DATA PROVIDED.
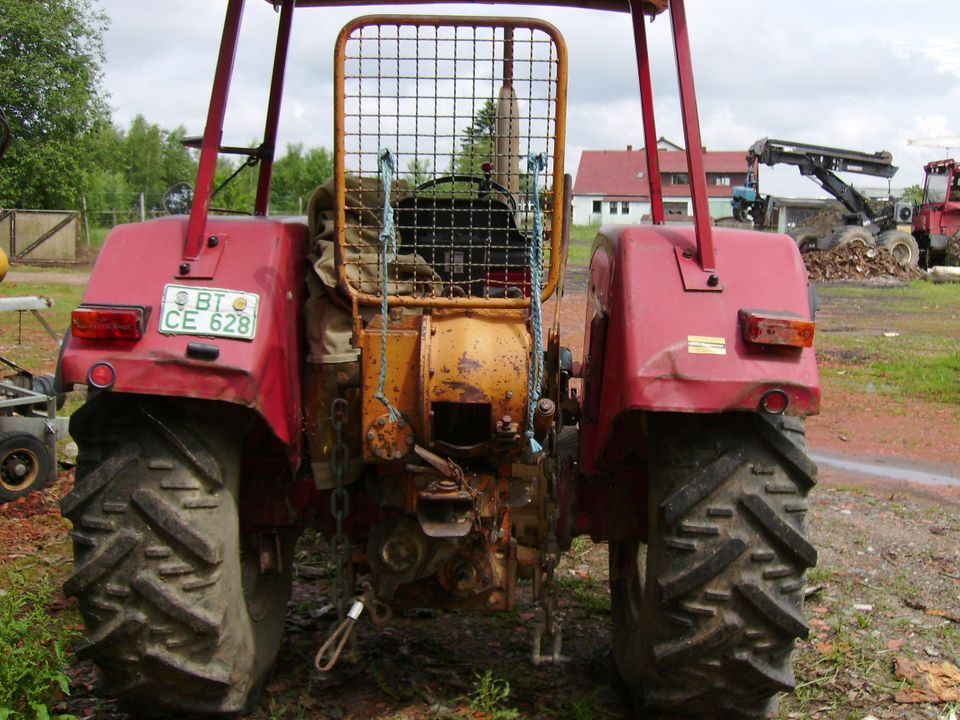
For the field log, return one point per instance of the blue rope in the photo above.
(536, 163)
(388, 252)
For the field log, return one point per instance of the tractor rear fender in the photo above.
(652, 345)
(253, 255)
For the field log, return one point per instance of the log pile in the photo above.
(855, 262)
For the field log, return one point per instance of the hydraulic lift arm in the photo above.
(822, 163)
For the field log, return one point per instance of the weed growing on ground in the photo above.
(33, 659)
(489, 695)
(589, 595)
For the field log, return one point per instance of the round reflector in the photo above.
(101, 375)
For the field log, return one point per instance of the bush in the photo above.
(32, 655)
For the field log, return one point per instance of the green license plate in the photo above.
(214, 312)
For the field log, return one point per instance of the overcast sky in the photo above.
(859, 74)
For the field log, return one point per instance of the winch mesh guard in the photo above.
(460, 103)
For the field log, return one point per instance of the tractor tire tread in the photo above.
(720, 614)
(159, 598)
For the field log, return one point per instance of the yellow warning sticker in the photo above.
(701, 345)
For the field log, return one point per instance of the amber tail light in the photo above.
(107, 323)
(763, 328)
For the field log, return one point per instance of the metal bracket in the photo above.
(204, 266)
(695, 278)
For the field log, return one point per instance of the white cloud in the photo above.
(850, 74)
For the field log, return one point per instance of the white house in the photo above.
(613, 186)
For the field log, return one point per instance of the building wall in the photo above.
(584, 213)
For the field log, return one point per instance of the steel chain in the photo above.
(339, 506)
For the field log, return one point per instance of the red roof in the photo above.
(623, 173)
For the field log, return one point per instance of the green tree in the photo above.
(50, 86)
(296, 175)
(146, 159)
(476, 147)
(418, 171)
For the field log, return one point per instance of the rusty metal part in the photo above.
(474, 370)
(485, 277)
(398, 553)
(469, 572)
(445, 466)
(389, 440)
(447, 514)
(543, 419)
(270, 552)
(329, 653)
(402, 389)
(454, 375)
(322, 384)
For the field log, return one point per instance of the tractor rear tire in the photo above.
(902, 246)
(179, 616)
(705, 614)
(853, 235)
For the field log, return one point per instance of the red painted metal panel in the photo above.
(657, 355)
(261, 256)
(262, 204)
(649, 118)
(213, 132)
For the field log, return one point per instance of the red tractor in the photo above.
(937, 223)
(386, 371)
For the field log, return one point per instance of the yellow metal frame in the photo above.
(556, 214)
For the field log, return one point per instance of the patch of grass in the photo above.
(22, 337)
(584, 708)
(590, 595)
(33, 659)
(489, 695)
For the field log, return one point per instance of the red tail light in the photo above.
(101, 323)
(768, 329)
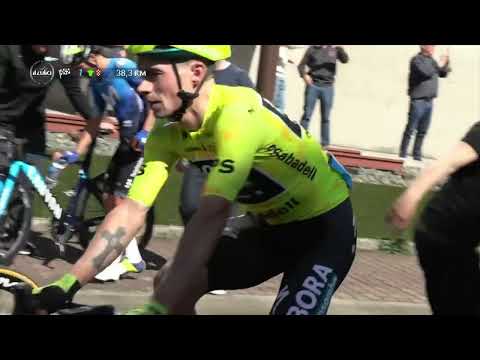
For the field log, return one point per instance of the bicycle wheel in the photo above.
(91, 212)
(8, 280)
(15, 228)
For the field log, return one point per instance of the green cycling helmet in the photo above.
(179, 53)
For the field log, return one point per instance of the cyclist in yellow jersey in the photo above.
(302, 223)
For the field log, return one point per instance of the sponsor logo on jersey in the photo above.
(314, 296)
(225, 166)
(284, 209)
(303, 167)
(6, 283)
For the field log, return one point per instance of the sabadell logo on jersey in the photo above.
(42, 72)
(289, 159)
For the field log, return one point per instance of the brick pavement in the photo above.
(375, 276)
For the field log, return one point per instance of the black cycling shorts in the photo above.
(123, 168)
(314, 256)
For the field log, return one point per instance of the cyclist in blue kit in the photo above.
(114, 83)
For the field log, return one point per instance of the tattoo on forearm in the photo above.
(113, 245)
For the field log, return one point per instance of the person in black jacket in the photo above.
(321, 61)
(446, 233)
(422, 89)
(22, 99)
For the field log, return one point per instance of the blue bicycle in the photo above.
(85, 210)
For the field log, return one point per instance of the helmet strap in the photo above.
(186, 97)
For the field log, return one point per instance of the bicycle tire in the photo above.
(15, 230)
(90, 219)
(8, 280)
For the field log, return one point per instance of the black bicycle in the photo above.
(85, 210)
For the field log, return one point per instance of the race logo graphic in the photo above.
(42, 73)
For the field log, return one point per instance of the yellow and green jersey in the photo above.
(253, 154)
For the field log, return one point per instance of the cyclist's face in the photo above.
(160, 87)
(92, 59)
(40, 49)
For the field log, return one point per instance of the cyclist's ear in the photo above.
(198, 70)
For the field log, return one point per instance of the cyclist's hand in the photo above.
(182, 165)
(402, 211)
(70, 156)
(308, 79)
(139, 141)
(57, 155)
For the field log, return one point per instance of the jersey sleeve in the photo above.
(159, 155)
(132, 70)
(472, 138)
(97, 103)
(237, 139)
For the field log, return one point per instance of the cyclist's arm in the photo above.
(124, 221)
(237, 142)
(3, 63)
(90, 133)
(303, 63)
(463, 154)
(71, 84)
(91, 130)
(114, 234)
(149, 121)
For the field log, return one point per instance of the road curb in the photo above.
(250, 304)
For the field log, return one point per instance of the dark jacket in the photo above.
(21, 99)
(322, 63)
(423, 77)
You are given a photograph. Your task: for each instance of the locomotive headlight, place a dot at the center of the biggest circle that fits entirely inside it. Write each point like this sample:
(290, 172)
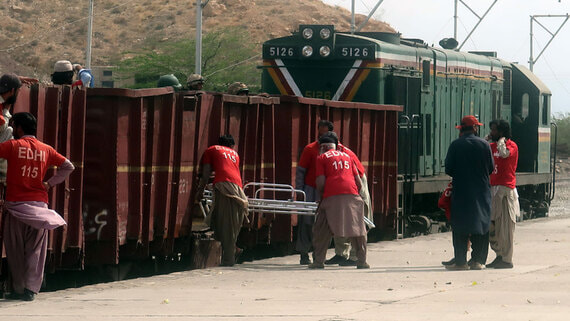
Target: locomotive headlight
(325, 51)
(325, 33)
(307, 33)
(307, 51)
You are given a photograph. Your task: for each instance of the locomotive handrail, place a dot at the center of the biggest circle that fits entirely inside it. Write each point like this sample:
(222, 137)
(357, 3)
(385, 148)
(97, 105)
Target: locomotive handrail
(552, 190)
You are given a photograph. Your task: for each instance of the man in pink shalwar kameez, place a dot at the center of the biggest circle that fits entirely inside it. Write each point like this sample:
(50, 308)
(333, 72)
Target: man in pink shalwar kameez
(27, 217)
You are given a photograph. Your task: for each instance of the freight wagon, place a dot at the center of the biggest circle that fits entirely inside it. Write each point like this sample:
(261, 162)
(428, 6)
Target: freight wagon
(136, 154)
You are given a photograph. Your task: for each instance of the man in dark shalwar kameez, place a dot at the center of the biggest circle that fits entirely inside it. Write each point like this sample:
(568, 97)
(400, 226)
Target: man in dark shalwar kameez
(469, 162)
(341, 210)
(28, 218)
(230, 202)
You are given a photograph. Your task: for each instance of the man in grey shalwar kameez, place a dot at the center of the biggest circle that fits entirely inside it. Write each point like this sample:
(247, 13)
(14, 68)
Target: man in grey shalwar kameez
(469, 162)
(305, 180)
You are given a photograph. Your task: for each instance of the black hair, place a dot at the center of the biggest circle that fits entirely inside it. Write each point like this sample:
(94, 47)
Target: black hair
(226, 140)
(328, 138)
(26, 121)
(504, 128)
(62, 78)
(326, 123)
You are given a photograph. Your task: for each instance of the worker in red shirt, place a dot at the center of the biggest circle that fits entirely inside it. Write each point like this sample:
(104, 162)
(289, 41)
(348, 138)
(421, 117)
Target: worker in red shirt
(28, 218)
(230, 202)
(305, 181)
(341, 210)
(345, 255)
(505, 206)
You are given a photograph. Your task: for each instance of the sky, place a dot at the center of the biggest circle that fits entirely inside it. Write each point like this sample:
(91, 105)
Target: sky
(505, 29)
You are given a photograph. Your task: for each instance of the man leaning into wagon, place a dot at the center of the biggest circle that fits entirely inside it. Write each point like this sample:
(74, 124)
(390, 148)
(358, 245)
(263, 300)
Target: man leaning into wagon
(28, 218)
(341, 210)
(305, 181)
(230, 202)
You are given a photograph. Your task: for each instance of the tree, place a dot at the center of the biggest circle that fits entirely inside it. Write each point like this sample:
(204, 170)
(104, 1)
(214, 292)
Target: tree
(228, 55)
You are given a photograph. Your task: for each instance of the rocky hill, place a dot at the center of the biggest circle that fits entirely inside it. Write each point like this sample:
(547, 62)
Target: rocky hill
(34, 34)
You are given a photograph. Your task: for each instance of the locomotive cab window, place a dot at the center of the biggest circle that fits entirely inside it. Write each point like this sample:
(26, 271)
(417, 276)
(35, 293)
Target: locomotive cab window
(426, 73)
(545, 109)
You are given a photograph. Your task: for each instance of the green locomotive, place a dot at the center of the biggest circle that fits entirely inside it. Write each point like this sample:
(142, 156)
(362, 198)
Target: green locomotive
(437, 87)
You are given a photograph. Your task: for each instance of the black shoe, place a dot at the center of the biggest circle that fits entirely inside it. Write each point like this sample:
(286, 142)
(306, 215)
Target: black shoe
(28, 295)
(305, 259)
(348, 263)
(456, 267)
(14, 296)
(337, 259)
(503, 265)
(495, 261)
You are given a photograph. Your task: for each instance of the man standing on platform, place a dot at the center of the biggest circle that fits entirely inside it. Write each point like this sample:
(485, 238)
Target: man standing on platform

TO DO. For the word "platform", state how many lines of the entries contain it, with nothing else.

SOLUTION TO THE EXERCISE. 2